Wednesday, June 23, 2010

American Depressions Before 1929

Before 1929, periodic booms and busts were a regular feature of the economic system. I focus on US booms and busts, not because no one else had them, but simply because the US is the country I know most about.

The panic of 1819. This can be viewed as a ,classic Austrian depression caused by the central bank continuing to spike the punch long after the party got out of hand, a lesson in the danger of slamming on the brakes too fast, or and adjustment to life after the Napoleonic Wars. The US government financed the War of 1812 without a central bank by loans from private banks. Private banks often over-issued currency, leading to out-of-control inflation and speculation. The Second Bank of the US was founded partly to finance government, especially any future wars, and partly to issue a sound common currency. Instead, it encouraged state banks in their lending sprees. People also took advantage of easy credit to buy western land from the government. At the same time, Europe was adjusting to life after the Napoleonic Wars. During the war and in the immediate aftermath, Europeans were importing vast amounts of American farm products and not competing with American industry. As Europe began to recover, its imports dropped and exports grew. The Bank of the US sought to curb inflation by calling in loans and demanding payment in hard currency. Crash ensued, many banks failed, and countless people went bankrupt. Growth resumed in about two years, though effects lingered well into the 1820's.

(Records from a data source)
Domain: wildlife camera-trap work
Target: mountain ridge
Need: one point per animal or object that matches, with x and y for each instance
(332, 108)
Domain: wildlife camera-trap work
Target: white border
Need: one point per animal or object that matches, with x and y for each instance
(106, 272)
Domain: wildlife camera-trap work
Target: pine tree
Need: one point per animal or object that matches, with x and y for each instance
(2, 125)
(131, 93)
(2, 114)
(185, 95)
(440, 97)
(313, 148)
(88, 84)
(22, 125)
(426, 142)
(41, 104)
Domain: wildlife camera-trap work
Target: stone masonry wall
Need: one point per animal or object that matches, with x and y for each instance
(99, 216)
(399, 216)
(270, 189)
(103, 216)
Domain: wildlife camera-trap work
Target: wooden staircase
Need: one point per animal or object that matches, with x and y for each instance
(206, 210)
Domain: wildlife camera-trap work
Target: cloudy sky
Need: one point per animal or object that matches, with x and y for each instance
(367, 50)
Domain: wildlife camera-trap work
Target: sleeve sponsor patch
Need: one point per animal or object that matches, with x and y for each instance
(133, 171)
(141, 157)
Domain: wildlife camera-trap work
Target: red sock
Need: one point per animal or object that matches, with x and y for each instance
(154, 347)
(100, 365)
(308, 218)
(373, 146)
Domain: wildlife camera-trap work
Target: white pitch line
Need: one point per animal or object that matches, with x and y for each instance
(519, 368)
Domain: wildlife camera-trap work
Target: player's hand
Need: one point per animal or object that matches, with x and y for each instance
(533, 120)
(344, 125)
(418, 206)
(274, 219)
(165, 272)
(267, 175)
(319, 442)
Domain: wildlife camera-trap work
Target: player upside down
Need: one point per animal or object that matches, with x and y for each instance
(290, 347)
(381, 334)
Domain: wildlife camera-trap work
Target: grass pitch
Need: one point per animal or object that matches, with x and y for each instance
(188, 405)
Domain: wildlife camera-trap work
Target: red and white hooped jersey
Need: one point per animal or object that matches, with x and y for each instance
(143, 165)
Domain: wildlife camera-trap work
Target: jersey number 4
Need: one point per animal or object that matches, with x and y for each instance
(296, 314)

Written tasks –
a) Tally the lines of the entries that contain the word "white", and reply with the number alone.
b) Carry on the piece about American depressions before 1929, picking up after its final sentence.
The text and the entries were taken from separate sources.

Task responses –
a) 3

b)
The panic of 1837. The US government deposited its tax revenues in the Bank of the US and borrowed from the Bank to fund its operations. The Bank also acted as a private bank, making loans to private parties. Andrew Jackson was an inveterate haters of all banks, especially the Bank of the US, in part because of the events of 1819. At the time Jackson became President, the US was running huge surpluses and rapidly paying down the national debt. Jackson resolved to refrain from either spending the surpluses or cutting taxes until the debt was paid off. His goal, in part, was that if the US government no longer had any debts, it would no longer need a bank. The plan succeeded. Jackson paid off the national debt (the only time in US history, and perhaps the only time in the history of any major country). He then vetoed a recharter of the Bank in 1836, withdrew all federal funds, and distributed them among private banks.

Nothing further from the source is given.